Requirement
Quote the data exactly, first line to the line containing "# test: pointer emits one marker per instance of the mountain", with no pictures.

Data for processing
- - -

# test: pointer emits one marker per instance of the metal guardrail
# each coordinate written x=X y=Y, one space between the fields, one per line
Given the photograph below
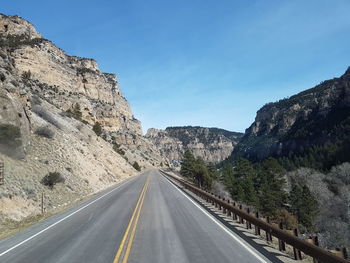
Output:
x=2 y=174
x=319 y=254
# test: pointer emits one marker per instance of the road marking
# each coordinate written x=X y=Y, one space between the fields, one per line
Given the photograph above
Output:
x=66 y=217
x=233 y=235
x=127 y=252
x=136 y=212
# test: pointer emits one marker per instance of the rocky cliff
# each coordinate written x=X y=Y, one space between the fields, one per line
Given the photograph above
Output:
x=49 y=104
x=211 y=144
x=309 y=123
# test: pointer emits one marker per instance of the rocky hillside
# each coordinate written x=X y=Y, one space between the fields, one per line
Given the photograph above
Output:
x=311 y=128
x=60 y=114
x=211 y=144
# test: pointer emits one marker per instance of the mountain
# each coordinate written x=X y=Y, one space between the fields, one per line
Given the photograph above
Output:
x=60 y=116
x=211 y=144
x=311 y=128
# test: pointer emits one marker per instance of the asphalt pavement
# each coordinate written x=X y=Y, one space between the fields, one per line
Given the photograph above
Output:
x=146 y=219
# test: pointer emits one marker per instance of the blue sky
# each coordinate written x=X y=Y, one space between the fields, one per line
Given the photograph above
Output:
x=201 y=62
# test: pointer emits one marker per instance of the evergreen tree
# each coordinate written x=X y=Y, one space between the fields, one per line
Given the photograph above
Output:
x=187 y=164
x=304 y=205
x=270 y=181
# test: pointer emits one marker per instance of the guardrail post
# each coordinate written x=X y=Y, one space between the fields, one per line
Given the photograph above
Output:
x=296 y=252
x=223 y=208
x=319 y=254
x=268 y=235
x=345 y=253
x=281 y=244
x=249 y=225
x=228 y=210
x=315 y=241
x=241 y=221
x=257 y=229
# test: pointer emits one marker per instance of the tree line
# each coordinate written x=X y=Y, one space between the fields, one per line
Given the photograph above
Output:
x=261 y=185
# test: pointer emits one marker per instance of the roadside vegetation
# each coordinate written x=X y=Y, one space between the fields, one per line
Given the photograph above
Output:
x=315 y=202
x=196 y=170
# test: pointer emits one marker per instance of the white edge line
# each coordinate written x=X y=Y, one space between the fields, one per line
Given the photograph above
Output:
x=233 y=235
x=59 y=221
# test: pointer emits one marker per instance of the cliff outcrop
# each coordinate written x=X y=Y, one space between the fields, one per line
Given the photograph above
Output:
x=50 y=103
x=312 y=126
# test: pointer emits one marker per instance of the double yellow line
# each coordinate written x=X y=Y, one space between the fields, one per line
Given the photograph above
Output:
x=132 y=224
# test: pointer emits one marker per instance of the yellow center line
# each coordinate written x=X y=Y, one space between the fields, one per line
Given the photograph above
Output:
x=120 y=249
x=127 y=252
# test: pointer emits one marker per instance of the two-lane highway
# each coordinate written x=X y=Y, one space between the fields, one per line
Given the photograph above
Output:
x=146 y=219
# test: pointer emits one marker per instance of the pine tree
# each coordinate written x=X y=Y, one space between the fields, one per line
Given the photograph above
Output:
x=187 y=164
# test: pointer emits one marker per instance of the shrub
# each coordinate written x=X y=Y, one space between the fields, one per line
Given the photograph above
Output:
x=36 y=100
x=97 y=128
x=26 y=74
x=136 y=166
x=2 y=77
x=10 y=135
x=45 y=132
x=77 y=112
x=287 y=219
x=52 y=178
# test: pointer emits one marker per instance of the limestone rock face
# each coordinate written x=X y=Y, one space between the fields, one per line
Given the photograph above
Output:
x=211 y=144
x=14 y=125
x=67 y=82
x=310 y=118
x=49 y=104
x=15 y=25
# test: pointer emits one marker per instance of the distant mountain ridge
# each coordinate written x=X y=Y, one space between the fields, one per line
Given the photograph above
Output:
x=313 y=124
x=211 y=144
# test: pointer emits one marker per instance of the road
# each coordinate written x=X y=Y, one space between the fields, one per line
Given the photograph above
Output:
x=146 y=219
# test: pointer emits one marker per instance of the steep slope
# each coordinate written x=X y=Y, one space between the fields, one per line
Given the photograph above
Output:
x=314 y=124
x=49 y=104
x=211 y=144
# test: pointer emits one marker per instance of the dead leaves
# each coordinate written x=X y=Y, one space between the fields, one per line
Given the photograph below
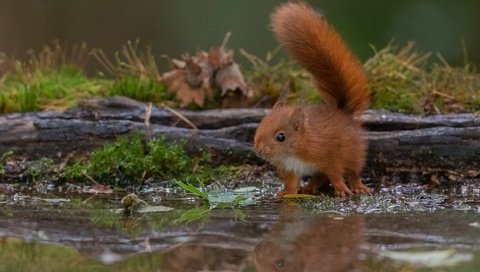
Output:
x=197 y=79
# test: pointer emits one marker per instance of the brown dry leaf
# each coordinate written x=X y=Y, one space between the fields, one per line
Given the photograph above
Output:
x=195 y=79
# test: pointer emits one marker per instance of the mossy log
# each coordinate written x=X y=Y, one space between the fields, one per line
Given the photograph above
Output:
x=397 y=142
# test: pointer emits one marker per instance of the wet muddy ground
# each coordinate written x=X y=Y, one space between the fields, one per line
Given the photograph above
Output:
x=399 y=228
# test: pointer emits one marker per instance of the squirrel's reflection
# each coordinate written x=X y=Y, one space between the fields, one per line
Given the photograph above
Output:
x=317 y=244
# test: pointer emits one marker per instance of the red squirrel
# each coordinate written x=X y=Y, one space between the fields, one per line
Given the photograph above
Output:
x=319 y=141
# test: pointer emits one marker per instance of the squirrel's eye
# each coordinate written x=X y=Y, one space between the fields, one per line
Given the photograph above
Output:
x=281 y=137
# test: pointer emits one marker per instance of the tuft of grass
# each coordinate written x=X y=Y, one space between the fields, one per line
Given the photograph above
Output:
x=131 y=161
x=130 y=61
x=50 y=79
x=395 y=76
x=269 y=75
x=145 y=90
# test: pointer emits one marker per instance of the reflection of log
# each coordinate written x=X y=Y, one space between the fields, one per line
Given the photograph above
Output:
x=397 y=141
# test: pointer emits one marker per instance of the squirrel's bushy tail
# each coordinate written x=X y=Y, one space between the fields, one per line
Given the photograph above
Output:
x=318 y=48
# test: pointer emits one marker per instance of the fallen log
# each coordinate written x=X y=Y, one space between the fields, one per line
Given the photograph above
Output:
x=398 y=142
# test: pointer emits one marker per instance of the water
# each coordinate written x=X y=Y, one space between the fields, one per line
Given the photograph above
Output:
x=406 y=230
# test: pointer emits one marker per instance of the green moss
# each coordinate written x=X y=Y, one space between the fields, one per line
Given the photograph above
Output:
x=132 y=161
x=57 y=88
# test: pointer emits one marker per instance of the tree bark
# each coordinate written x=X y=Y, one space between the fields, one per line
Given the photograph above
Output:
x=397 y=142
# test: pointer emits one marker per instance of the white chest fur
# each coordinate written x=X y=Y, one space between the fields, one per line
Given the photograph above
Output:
x=299 y=167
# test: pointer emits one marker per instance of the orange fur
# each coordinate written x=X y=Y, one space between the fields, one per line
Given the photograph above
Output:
x=319 y=139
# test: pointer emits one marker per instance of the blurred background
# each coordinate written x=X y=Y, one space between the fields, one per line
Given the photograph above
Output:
x=174 y=27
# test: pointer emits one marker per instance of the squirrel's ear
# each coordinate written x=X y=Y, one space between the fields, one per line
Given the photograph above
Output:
x=297 y=119
x=282 y=98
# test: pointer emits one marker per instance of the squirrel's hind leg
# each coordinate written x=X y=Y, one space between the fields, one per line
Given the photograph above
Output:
x=290 y=181
x=338 y=183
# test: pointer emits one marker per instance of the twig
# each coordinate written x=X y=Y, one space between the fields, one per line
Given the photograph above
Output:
x=179 y=115
x=148 y=114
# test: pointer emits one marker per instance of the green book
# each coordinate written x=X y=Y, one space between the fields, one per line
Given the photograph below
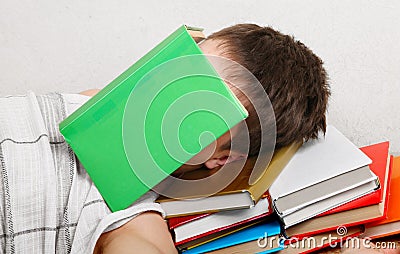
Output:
x=151 y=119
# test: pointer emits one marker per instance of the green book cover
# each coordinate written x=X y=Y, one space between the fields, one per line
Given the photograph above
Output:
x=151 y=119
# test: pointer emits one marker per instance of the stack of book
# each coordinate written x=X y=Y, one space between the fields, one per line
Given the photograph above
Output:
x=308 y=190
x=328 y=190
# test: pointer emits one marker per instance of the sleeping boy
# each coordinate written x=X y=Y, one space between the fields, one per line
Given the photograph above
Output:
x=293 y=78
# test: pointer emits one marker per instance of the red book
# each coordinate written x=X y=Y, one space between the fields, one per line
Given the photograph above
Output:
x=175 y=222
x=348 y=218
x=378 y=153
x=194 y=230
x=391 y=224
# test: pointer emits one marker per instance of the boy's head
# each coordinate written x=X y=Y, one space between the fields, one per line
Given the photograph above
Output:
x=290 y=73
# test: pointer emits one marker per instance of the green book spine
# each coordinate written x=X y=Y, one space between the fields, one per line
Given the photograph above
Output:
x=119 y=135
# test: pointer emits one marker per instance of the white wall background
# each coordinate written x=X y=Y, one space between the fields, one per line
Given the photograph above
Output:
x=71 y=45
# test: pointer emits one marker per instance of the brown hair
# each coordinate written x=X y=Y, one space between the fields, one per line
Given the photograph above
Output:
x=291 y=74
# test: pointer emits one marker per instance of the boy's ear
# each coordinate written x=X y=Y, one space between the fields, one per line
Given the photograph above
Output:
x=223 y=159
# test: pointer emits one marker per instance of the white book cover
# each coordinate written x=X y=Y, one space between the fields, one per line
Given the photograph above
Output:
x=318 y=160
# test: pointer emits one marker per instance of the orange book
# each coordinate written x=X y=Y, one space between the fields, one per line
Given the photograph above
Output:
x=390 y=225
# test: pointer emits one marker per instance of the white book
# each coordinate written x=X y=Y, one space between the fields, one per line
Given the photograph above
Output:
x=317 y=161
x=323 y=174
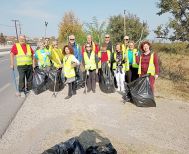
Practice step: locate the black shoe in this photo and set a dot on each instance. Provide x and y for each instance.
(68, 97)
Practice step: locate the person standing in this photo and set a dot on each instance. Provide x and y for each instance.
(148, 63)
(24, 58)
(130, 64)
(76, 48)
(69, 63)
(119, 67)
(90, 61)
(94, 46)
(125, 45)
(42, 57)
(56, 55)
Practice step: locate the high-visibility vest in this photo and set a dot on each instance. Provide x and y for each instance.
(69, 71)
(56, 57)
(90, 63)
(100, 55)
(43, 61)
(134, 64)
(115, 63)
(151, 66)
(21, 57)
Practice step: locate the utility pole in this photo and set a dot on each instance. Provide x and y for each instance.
(46, 23)
(124, 23)
(15, 24)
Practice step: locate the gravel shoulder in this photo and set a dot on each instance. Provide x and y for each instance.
(44, 121)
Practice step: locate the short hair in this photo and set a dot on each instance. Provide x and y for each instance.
(70, 49)
(143, 43)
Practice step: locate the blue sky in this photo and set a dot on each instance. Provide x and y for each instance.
(33, 13)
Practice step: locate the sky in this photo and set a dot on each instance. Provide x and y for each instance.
(32, 14)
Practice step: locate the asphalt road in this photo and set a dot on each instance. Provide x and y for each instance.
(9, 103)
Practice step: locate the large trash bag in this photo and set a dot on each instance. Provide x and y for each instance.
(40, 79)
(106, 79)
(72, 146)
(80, 77)
(55, 80)
(141, 93)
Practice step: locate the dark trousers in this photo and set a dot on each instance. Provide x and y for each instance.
(132, 74)
(71, 88)
(25, 72)
(91, 80)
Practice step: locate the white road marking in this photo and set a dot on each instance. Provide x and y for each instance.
(4, 87)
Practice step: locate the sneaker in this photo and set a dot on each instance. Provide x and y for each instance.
(68, 97)
(18, 94)
(22, 94)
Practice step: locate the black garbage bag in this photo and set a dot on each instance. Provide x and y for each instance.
(72, 146)
(55, 79)
(141, 93)
(106, 79)
(40, 79)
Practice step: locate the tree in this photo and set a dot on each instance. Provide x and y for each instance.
(96, 29)
(133, 28)
(2, 39)
(70, 25)
(179, 23)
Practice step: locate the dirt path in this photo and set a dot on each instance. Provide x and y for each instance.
(44, 121)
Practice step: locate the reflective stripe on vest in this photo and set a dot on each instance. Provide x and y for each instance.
(151, 67)
(90, 63)
(43, 61)
(115, 63)
(100, 56)
(21, 57)
(69, 72)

- - -

Result below
# test: pointer emits one marker per instance of the metal guardrail
# each coordinate written x=X y=Y, one space between the fields, one per line
Given the photograph below
Output:
x=2 y=174
x=319 y=254
# test: pointer emits one marker per instance of the road marking
# each coordinate written x=X y=Y, one space between the fields, one per line
Given the photograph above
Output:
x=66 y=217
x=233 y=235
x=127 y=252
x=136 y=212
# test: pointer emits one marker per instance of the rocky cliff
# each coordinate written x=X y=Y, one space between the fields, one per line
Given the photograph above
Output:
x=49 y=104
x=211 y=144
x=309 y=123
# test: pointer emits one marker per instance of the rocky hillside
# each coordinate written x=X y=Y, one space between the fields, one per line
Given the photograph above
Output:
x=311 y=128
x=60 y=114
x=211 y=144
# test: pointer emits one marker per instance of the mountain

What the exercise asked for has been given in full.